*PROBLEM DESCRIPTION*. Summarize the web scraping guidelines below in three sentences.

*EXTRACT*.

7. Store Incrementally, Not at the End

Write to storage after each item or batch — never buffer all results in memory:

// Good: push immediately
await Actor.pushData(item);

// Bad: buffer and push at the end (loses data on crash)
const results = [];
results.push(item);
await Actor.pushData(results); // Only at the end

Use Apify's Dataset or Crawlee's built-in pushData() for crash-safe incremental storage.


8. Deduplication

Track what you've scraped to avoid reprocessing:

import { RequestQueue } from 'crawlee';

const queue = await RequestQueue.open();

// Crawlee deduplicates by URL automatically
// For custom dedup key:
await queue.addRequest({
url: 'https://example.com/product/123',
uniqueKey: 'product-123', // Custom key
});

For database-backed dedup:

seen_urls = set()

def is_new(url):
if url in seen_urls:
return False
seen_urls.add(url)
return True

9. Monitor and Alert

Production scrapers need monitoring:

// Log structured data for monitoring
const metrics = {
url,
statusCode: response.status,
itemsExtracted: items.length,
durationMs: Date.now() - startTime,
proxyCountry: proxy.country,
};
console.log(JSON.stringify(metrics));

Set up alerts for:

  • 0 items extracted (site layout changed)
  • Error rate > 10% (IP or anti-bot issue)
  • Run duration > 2× baseline (performance regression)

10. Respect robots.txt and Terms of Service

from urllib.robotparser import RobotFileParser

rp = RobotFileParser()
rp.set_url("https://target.com/robots.txt")
rp.read()

if rp.can_fetch("*", url):
scrape(url)
else:
print(f"Blocked by robots.txt: {url}")

Key rules:

  • Check robots.txt for Disallow: directives
  • Review ToS for scraping restrictions
  • Never store or share personal data beyond your stated purpose (GDPR/CCPA)

*GIVEN DATA*.
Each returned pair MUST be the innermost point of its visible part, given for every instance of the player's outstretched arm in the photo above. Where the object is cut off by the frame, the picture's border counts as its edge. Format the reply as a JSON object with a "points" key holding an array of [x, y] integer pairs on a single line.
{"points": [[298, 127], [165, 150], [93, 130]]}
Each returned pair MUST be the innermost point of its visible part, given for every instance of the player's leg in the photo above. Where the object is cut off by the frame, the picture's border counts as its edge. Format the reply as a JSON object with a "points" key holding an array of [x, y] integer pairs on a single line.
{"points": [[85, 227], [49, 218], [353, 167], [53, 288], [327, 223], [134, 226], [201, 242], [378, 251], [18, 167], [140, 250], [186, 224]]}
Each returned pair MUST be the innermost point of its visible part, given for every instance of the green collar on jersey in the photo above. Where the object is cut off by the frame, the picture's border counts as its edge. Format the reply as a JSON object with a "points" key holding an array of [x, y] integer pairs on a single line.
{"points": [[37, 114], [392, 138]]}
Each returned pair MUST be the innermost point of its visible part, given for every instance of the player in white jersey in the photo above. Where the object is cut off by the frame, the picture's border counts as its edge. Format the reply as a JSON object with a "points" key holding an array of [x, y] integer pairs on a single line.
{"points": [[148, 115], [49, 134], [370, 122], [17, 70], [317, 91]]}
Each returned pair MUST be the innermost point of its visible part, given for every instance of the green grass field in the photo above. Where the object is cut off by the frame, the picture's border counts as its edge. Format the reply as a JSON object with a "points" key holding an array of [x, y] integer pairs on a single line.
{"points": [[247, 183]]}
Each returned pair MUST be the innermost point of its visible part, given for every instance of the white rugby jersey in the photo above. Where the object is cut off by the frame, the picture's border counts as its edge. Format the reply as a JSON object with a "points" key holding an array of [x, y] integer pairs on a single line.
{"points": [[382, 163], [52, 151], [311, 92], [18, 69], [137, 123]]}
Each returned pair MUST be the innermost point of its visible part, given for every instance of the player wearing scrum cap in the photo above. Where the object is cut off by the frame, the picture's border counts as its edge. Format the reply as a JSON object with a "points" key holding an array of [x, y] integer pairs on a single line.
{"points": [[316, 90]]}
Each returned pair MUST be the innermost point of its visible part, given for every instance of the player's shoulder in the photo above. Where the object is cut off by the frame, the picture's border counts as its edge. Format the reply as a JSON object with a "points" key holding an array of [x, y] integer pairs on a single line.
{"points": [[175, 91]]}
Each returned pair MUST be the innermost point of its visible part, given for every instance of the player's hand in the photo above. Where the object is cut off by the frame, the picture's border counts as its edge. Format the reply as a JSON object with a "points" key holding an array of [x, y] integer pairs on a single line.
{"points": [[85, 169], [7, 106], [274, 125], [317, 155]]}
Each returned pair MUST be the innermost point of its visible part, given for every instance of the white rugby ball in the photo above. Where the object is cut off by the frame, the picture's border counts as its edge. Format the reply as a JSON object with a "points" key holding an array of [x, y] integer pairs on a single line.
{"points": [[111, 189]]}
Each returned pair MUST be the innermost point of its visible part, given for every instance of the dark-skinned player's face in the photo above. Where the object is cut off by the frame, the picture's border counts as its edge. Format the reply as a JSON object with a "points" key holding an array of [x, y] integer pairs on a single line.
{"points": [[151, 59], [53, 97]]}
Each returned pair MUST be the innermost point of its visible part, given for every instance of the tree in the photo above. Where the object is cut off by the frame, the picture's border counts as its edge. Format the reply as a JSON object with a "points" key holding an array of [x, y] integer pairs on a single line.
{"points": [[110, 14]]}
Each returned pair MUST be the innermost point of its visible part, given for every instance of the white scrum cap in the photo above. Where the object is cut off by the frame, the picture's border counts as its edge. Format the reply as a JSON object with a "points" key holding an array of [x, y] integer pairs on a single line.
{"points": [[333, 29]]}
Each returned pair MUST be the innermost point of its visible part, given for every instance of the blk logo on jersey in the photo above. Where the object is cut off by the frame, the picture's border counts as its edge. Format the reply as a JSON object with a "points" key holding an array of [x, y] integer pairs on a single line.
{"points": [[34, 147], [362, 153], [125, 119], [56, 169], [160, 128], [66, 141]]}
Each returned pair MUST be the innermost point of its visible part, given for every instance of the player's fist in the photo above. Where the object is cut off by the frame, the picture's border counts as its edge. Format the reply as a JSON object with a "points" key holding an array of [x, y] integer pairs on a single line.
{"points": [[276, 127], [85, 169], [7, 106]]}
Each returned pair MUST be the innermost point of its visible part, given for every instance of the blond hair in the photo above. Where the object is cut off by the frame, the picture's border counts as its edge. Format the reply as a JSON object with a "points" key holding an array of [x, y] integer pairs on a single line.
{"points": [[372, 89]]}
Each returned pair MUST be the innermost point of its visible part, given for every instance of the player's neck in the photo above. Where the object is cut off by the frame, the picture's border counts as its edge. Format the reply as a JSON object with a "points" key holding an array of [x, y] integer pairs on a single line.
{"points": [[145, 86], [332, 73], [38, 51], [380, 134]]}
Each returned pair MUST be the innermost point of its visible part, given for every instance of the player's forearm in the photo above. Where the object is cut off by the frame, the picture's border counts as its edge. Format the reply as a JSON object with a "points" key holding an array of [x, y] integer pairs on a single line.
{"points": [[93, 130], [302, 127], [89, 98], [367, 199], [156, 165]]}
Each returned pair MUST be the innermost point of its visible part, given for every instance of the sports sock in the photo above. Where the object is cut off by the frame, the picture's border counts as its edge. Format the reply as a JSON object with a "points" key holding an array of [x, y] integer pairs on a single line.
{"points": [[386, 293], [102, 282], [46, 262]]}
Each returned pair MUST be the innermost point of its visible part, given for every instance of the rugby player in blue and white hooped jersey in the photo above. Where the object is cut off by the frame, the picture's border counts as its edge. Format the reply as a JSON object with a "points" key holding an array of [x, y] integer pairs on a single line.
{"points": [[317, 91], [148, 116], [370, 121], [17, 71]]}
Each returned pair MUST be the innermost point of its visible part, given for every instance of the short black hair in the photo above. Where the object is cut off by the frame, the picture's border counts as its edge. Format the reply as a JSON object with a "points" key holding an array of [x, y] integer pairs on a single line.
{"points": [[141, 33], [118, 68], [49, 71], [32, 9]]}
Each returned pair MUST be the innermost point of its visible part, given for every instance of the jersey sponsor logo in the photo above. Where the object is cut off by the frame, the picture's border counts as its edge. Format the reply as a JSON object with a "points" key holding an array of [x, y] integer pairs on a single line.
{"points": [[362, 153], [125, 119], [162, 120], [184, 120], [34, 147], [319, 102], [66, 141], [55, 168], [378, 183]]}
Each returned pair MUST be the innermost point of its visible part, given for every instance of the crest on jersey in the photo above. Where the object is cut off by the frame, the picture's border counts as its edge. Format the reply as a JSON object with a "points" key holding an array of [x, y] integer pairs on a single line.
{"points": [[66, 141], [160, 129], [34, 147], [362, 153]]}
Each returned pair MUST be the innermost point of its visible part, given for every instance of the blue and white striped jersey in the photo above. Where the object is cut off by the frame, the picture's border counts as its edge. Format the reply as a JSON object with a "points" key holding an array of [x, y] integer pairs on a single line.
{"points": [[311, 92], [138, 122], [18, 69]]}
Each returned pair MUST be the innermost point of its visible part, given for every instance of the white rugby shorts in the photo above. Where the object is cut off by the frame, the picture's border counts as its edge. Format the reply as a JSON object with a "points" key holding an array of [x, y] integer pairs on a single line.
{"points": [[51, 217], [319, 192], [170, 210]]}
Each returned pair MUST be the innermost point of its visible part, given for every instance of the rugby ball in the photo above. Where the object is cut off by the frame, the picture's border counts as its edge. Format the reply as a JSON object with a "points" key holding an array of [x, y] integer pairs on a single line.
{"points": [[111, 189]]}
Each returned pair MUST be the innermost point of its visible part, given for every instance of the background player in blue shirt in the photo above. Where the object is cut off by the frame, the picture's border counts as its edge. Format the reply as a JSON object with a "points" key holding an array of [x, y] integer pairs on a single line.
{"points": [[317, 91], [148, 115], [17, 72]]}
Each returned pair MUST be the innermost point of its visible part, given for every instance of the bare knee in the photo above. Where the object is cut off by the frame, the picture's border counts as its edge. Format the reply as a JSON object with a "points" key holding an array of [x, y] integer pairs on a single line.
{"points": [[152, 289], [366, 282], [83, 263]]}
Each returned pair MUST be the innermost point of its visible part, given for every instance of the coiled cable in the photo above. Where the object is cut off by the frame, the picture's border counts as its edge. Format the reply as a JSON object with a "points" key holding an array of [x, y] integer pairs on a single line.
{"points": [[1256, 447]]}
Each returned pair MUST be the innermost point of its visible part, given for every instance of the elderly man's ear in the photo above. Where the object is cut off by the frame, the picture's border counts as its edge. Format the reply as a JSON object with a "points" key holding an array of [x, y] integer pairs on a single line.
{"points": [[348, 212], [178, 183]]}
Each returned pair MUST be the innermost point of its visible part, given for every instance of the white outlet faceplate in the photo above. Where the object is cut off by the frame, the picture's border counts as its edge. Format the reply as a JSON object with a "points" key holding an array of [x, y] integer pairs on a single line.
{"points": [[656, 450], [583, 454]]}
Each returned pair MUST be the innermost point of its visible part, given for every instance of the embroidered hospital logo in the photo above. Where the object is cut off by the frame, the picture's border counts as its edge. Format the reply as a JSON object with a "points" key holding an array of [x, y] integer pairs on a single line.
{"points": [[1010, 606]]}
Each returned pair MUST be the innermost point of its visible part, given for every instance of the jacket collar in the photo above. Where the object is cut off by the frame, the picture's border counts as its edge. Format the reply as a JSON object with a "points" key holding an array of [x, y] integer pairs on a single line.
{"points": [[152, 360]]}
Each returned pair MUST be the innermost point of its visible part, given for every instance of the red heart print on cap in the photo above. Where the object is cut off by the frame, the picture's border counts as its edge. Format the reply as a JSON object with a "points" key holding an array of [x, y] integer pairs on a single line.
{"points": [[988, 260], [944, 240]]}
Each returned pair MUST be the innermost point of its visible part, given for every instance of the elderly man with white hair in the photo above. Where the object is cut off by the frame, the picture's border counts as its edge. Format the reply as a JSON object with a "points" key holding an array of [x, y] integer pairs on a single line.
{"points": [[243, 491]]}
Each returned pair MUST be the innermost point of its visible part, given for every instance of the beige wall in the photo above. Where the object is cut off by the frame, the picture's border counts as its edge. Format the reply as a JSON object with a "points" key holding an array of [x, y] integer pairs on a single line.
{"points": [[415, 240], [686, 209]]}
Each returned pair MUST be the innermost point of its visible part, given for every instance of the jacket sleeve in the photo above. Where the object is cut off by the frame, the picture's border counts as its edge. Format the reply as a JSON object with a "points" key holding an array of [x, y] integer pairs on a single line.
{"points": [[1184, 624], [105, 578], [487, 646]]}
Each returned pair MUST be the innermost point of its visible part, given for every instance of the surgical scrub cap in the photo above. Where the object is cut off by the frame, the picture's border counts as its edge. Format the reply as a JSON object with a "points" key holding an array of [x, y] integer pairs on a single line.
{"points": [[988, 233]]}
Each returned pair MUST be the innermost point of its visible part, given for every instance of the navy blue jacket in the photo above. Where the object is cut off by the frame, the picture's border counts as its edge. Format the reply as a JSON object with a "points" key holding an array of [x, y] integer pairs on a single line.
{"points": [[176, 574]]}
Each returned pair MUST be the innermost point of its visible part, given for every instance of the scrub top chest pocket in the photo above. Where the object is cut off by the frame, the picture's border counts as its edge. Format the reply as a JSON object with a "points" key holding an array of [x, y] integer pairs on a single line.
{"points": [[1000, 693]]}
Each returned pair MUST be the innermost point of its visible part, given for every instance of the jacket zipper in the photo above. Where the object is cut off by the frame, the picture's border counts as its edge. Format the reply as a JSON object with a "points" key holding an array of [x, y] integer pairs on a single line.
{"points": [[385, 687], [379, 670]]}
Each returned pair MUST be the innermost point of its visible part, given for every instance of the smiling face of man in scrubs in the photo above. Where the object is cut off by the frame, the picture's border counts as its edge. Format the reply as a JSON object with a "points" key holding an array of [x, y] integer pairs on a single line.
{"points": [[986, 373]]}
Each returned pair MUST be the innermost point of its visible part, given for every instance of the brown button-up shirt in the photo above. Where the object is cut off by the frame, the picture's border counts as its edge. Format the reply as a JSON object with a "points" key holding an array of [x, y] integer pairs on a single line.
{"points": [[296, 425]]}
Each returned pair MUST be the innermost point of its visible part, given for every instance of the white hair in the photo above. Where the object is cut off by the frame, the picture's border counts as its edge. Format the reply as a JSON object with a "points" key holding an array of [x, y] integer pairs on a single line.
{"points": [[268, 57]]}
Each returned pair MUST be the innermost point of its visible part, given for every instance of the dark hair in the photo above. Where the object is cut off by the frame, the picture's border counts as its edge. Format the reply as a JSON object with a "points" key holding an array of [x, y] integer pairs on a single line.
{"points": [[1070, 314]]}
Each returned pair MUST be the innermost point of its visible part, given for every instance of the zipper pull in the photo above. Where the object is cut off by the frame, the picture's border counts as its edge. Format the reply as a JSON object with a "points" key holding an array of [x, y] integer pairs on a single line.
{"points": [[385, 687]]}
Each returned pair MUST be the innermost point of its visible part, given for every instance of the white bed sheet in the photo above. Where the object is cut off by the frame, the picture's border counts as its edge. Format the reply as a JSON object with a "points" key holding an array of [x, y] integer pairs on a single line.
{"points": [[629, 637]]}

*TASK RESPONSE*. Results should be written to storage after each item or batch rather than buffered in memory and pushed at the end, which loses data on a crash. Scrapers should also track what has been scraped to avoid reprocessing, and production scrapers need monitoring, with alerts for zero items extracted, an error rate above 10%, or a run duration over twice the baseline. Finally, the guidelines call for respecting robots.txt and the terms of service, and for never storing or sharing personal data beyond the stated purpose.